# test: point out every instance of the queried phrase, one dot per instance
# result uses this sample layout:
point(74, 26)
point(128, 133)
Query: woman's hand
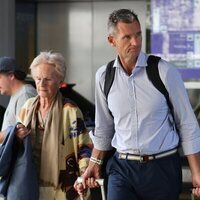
point(22, 131)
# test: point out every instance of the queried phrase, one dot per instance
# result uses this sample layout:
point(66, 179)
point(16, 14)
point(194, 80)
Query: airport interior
point(77, 29)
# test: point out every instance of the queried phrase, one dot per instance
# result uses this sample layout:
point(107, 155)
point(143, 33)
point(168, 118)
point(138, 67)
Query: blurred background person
point(12, 83)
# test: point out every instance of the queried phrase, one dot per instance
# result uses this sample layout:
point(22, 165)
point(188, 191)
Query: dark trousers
point(159, 179)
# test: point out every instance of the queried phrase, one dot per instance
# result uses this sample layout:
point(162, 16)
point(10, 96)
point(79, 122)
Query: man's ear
point(111, 40)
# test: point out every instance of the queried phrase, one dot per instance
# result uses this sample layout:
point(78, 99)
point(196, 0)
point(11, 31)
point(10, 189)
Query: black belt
point(146, 158)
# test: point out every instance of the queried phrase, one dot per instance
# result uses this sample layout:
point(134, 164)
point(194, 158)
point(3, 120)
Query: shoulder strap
point(154, 77)
point(109, 77)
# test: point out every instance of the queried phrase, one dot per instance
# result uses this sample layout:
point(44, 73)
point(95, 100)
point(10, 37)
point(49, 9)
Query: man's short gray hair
point(121, 15)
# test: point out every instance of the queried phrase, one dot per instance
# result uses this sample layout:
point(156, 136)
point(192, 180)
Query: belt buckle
point(144, 159)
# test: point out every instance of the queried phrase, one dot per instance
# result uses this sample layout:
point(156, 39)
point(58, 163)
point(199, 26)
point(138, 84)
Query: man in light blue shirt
point(146, 164)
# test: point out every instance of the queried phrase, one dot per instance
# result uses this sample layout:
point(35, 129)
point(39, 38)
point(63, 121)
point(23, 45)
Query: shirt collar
point(141, 61)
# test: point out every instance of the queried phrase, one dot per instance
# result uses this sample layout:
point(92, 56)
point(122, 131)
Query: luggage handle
point(100, 182)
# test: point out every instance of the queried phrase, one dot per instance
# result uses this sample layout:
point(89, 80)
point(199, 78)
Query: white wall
point(79, 31)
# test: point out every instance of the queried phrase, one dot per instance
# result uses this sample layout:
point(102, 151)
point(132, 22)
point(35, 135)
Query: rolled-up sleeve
point(186, 122)
point(104, 125)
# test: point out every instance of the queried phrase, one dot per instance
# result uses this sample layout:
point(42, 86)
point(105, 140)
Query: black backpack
point(152, 73)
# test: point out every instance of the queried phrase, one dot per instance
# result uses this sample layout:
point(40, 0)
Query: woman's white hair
point(49, 57)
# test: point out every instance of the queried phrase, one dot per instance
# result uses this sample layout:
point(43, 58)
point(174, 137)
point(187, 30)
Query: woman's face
point(47, 81)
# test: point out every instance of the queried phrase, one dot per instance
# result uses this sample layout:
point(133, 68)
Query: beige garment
point(49, 170)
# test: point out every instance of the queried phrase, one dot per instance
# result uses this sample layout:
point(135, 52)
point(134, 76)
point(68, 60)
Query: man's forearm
point(99, 154)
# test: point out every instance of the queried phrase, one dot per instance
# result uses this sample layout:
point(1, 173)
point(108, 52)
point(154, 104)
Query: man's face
point(127, 40)
point(5, 84)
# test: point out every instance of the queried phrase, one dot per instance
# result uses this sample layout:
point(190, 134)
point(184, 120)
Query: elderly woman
point(61, 144)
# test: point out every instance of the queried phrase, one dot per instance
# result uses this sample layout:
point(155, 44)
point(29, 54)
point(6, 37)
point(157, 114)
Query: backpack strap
point(154, 77)
point(109, 77)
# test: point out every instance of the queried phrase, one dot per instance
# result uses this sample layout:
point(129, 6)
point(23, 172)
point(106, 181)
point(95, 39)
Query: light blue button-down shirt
point(142, 121)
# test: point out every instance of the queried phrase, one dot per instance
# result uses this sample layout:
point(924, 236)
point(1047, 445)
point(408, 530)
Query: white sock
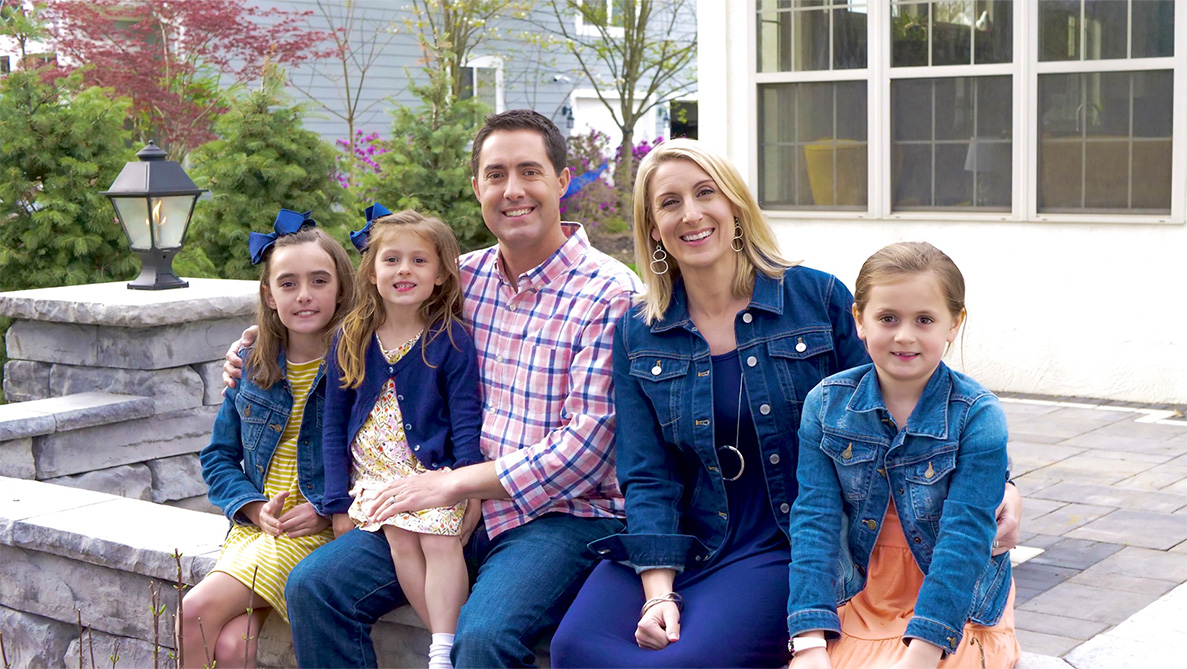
point(438, 651)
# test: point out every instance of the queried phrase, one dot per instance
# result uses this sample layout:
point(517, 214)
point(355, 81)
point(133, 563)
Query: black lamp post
point(154, 201)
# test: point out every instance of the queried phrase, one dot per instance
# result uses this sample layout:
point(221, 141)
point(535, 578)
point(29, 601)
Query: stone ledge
point(114, 304)
point(73, 412)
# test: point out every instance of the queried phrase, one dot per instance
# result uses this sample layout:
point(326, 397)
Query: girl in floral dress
point(404, 399)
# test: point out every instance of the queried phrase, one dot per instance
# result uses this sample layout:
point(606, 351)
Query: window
point(958, 115)
point(592, 14)
point(483, 78)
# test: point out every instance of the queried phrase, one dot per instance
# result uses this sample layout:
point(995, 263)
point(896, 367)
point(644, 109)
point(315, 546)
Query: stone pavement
point(1105, 508)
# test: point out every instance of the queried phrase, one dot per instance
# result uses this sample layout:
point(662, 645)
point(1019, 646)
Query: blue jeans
point(526, 579)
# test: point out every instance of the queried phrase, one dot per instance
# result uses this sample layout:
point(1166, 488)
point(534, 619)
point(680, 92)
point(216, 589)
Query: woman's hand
point(659, 626)
point(233, 368)
point(811, 658)
point(342, 524)
point(920, 655)
point(302, 521)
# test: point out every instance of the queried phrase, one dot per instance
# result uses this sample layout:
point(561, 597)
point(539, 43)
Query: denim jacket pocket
point(854, 462)
point(253, 419)
point(800, 362)
point(661, 378)
point(928, 482)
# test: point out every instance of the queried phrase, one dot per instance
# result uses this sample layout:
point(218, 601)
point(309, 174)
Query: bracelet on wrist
point(673, 597)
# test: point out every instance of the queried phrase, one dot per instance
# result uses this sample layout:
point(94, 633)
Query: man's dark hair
point(521, 120)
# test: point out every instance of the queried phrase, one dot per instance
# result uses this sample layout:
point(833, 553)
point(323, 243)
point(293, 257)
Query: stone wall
point(65, 553)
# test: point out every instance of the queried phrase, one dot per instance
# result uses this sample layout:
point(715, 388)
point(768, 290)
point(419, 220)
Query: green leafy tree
point(61, 145)
point(262, 160)
point(426, 164)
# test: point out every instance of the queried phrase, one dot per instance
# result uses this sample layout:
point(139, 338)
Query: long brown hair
point(265, 369)
point(440, 311)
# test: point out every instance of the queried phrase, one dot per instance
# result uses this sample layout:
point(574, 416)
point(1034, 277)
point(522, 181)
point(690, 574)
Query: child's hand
point(268, 513)
point(302, 521)
point(811, 658)
point(233, 368)
point(342, 524)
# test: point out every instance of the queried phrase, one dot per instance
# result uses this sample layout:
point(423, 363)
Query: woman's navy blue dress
point(735, 606)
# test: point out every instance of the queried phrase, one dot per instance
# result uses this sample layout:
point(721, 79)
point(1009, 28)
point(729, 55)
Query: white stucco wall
point(1074, 308)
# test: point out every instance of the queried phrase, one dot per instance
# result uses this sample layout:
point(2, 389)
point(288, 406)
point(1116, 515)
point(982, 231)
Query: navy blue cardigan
point(440, 403)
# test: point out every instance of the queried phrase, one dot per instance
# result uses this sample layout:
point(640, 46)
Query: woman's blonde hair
point(440, 311)
point(760, 250)
point(262, 363)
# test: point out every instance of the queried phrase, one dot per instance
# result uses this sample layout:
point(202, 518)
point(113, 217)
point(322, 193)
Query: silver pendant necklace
point(737, 437)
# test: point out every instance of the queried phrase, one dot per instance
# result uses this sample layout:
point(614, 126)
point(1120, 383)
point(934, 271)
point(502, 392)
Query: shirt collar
point(931, 414)
point(569, 254)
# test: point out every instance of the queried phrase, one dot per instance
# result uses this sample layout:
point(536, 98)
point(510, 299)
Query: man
point(541, 304)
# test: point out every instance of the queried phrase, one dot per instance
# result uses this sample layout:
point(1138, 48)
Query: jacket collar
point(931, 414)
point(768, 295)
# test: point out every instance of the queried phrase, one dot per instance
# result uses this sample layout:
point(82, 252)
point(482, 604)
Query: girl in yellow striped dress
point(264, 463)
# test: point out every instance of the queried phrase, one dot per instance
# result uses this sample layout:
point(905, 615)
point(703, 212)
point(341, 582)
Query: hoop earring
point(659, 256)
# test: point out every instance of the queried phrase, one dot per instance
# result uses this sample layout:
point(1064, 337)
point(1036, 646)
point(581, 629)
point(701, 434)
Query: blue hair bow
point(359, 237)
point(287, 222)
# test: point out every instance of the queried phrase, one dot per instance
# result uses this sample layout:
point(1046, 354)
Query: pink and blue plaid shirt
point(544, 351)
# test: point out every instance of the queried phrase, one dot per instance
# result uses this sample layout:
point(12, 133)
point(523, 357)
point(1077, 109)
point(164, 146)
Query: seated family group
point(732, 462)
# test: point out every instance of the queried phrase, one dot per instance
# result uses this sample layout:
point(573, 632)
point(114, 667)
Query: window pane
point(1154, 29)
point(952, 142)
point(908, 34)
point(994, 32)
point(1105, 24)
point(812, 145)
point(1104, 141)
point(1059, 30)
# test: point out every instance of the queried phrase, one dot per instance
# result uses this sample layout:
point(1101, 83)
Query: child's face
point(907, 327)
point(406, 269)
point(303, 287)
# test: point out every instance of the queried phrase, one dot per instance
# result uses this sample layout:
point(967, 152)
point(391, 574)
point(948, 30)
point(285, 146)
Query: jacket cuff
point(646, 552)
point(934, 632)
point(814, 619)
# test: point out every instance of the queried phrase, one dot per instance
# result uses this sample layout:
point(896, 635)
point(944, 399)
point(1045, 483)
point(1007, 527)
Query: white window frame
point(496, 64)
point(589, 30)
point(1024, 69)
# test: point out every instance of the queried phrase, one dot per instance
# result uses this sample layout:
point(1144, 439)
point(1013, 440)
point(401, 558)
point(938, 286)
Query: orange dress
point(873, 623)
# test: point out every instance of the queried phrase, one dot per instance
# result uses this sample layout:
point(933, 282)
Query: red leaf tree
point(173, 57)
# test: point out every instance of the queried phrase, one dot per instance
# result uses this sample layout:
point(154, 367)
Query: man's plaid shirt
point(544, 351)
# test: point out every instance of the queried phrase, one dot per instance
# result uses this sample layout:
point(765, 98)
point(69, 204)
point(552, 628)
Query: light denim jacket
point(946, 472)
point(795, 331)
point(246, 434)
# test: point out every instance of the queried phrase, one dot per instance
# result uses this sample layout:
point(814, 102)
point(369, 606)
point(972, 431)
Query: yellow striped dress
point(247, 547)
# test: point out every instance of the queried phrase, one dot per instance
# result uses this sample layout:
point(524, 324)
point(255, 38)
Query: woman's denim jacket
point(246, 434)
point(797, 330)
point(946, 472)
point(439, 400)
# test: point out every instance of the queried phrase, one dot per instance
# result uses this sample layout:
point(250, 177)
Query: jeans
point(526, 579)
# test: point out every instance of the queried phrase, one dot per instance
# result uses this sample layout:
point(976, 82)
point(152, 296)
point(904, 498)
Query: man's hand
point(233, 368)
point(302, 521)
point(1009, 520)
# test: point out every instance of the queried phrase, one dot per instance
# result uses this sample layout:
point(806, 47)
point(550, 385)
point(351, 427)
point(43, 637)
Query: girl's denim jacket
point(946, 472)
point(439, 400)
point(795, 331)
point(246, 434)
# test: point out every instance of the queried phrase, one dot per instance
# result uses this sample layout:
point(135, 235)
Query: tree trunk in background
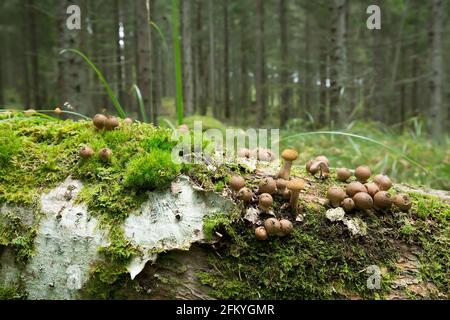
point(226, 62)
point(244, 86)
point(34, 54)
point(436, 105)
point(156, 70)
point(338, 61)
point(284, 74)
point(212, 64)
point(188, 77)
point(119, 52)
point(201, 88)
point(144, 72)
point(260, 73)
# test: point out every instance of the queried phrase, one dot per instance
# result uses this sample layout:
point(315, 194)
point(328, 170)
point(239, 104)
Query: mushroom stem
point(285, 170)
point(294, 199)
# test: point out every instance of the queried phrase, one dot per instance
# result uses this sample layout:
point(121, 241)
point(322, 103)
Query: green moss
point(151, 171)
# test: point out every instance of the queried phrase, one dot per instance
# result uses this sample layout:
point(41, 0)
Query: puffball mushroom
point(286, 228)
point(272, 226)
point(105, 154)
point(111, 123)
point(295, 186)
point(86, 152)
point(336, 195)
point(245, 194)
point(265, 202)
point(383, 182)
point(267, 185)
point(99, 121)
point(363, 173)
point(236, 183)
point(261, 234)
point(348, 204)
point(363, 201)
point(382, 200)
point(372, 188)
point(289, 155)
point(403, 202)
point(355, 187)
point(343, 174)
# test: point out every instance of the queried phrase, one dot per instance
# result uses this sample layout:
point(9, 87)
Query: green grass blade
point(333, 133)
point(111, 95)
point(140, 102)
point(177, 55)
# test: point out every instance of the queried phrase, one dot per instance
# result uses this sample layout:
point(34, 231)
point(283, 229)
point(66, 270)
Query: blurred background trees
point(267, 63)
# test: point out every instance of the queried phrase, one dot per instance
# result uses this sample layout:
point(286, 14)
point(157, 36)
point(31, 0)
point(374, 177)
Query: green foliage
point(151, 171)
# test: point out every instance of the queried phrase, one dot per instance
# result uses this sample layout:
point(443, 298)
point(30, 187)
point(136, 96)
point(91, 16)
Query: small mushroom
point(261, 234)
point(289, 155)
point(336, 195)
point(363, 201)
point(286, 228)
point(295, 186)
point(272, 226)
point(343, 174)
point(382, 200)
point(86, 152)
point(267, 185)
point(281, 185)
point(105, 154)
point(245, 194)
point(383, 182)
point(355, 187)
point(99, 121)
point(111, 123)
point(236, 183)
point(403, 202)
point(348, 204)
point(363, 173)
point(372, 188)
point(265, 202)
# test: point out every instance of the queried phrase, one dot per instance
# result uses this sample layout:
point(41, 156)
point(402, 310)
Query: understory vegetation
point(319, 260)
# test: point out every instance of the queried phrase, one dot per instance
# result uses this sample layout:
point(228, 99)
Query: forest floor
point(319, 260)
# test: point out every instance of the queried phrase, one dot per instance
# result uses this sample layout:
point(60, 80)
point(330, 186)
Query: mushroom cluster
point(283, 187)
point(363, 194)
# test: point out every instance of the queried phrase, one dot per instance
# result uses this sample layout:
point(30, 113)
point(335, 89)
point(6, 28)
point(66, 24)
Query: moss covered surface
point(319, 260)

* Do this: Rewrite the rows from the very start through the line containing "point(77, 29)", swapping "sample layout" for "example format" and keeping everything else the same. Leave the pictures out of your answer.

* Response to this task:
# test: point out every instance of the queried phrase, one dot per instance
# result uses this example format:
point(74, 26)
point(128, 133)
Query: woman's hand
point(22, 131)
# test: point out every instance of the queried phrase, one dot per instance
# result uses this example format:
point(66, 179)
point(16, 14)
point(194, 80)
Query: airport interior
point(77, 29)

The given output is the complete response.